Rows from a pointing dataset

============

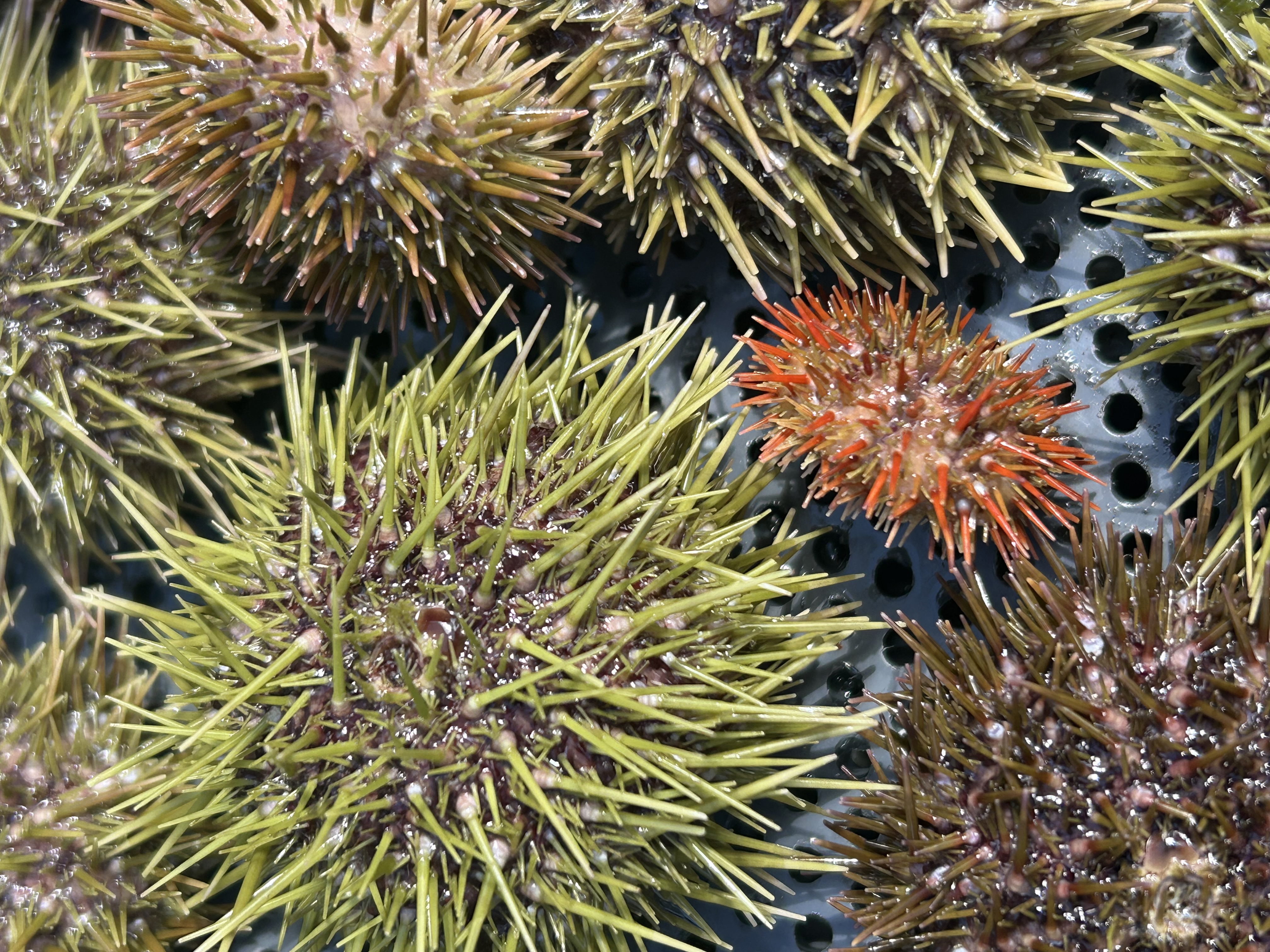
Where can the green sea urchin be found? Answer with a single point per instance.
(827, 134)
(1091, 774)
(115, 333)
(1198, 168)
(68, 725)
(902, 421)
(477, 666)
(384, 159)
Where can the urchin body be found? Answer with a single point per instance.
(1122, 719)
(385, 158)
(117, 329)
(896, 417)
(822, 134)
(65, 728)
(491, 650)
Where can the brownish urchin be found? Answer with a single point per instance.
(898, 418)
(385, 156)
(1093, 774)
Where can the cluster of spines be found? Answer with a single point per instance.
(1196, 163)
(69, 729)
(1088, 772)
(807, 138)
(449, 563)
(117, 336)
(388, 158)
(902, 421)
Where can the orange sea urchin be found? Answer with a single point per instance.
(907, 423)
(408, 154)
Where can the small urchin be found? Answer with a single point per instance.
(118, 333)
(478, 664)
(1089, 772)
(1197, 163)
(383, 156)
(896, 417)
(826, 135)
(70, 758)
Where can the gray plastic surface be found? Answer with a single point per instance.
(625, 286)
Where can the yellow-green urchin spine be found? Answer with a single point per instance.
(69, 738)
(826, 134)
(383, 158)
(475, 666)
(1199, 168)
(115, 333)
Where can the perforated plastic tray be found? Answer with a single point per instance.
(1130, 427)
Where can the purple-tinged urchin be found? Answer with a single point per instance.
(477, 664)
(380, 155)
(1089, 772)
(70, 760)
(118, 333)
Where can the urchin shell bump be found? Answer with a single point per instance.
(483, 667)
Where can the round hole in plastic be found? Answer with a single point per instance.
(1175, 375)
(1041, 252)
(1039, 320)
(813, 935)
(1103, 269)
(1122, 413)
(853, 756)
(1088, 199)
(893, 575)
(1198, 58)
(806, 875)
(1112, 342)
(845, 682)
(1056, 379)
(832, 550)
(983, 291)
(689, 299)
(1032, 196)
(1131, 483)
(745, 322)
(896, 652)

============

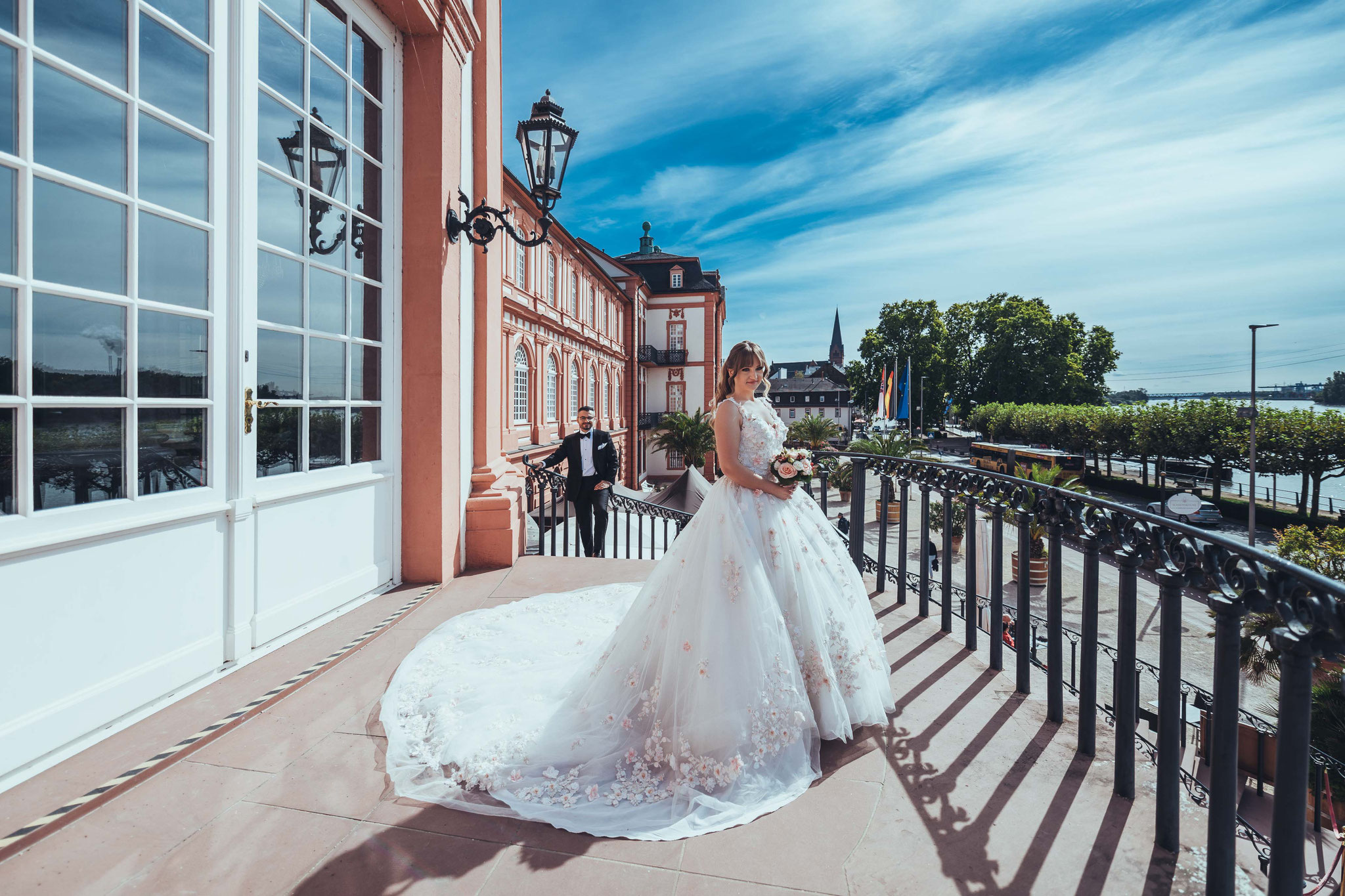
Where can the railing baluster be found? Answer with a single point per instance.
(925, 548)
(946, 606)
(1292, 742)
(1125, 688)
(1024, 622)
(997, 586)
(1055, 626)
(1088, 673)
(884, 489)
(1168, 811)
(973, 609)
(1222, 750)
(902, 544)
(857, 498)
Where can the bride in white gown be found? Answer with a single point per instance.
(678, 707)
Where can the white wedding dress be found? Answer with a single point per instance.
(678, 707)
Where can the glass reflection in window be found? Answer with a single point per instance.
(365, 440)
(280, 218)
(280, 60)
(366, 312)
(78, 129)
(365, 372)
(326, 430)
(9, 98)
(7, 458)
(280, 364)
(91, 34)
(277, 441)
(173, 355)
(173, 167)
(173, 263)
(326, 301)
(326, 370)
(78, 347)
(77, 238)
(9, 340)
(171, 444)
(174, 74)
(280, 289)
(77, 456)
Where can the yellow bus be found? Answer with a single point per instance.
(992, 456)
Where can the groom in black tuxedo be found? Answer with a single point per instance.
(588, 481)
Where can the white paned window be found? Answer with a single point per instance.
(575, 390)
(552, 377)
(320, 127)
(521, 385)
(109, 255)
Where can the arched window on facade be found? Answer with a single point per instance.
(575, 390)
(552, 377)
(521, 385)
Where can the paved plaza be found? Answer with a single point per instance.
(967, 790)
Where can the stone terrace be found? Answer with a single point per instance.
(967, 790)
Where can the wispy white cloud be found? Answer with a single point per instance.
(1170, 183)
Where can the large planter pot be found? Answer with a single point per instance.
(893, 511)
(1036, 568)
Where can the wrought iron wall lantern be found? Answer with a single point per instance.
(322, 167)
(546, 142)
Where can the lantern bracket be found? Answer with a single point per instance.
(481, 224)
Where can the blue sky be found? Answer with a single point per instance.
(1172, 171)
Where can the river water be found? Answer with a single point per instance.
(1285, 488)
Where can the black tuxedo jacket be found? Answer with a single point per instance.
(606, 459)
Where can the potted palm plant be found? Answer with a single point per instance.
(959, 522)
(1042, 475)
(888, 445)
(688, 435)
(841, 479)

============

■ WHAT NEEDS TO BE DONE: How many lines in the listing above contain the string "tuxedo"? Case counts, so reply with the number alone.

■ ANSWER TO THE PROBLEM: 2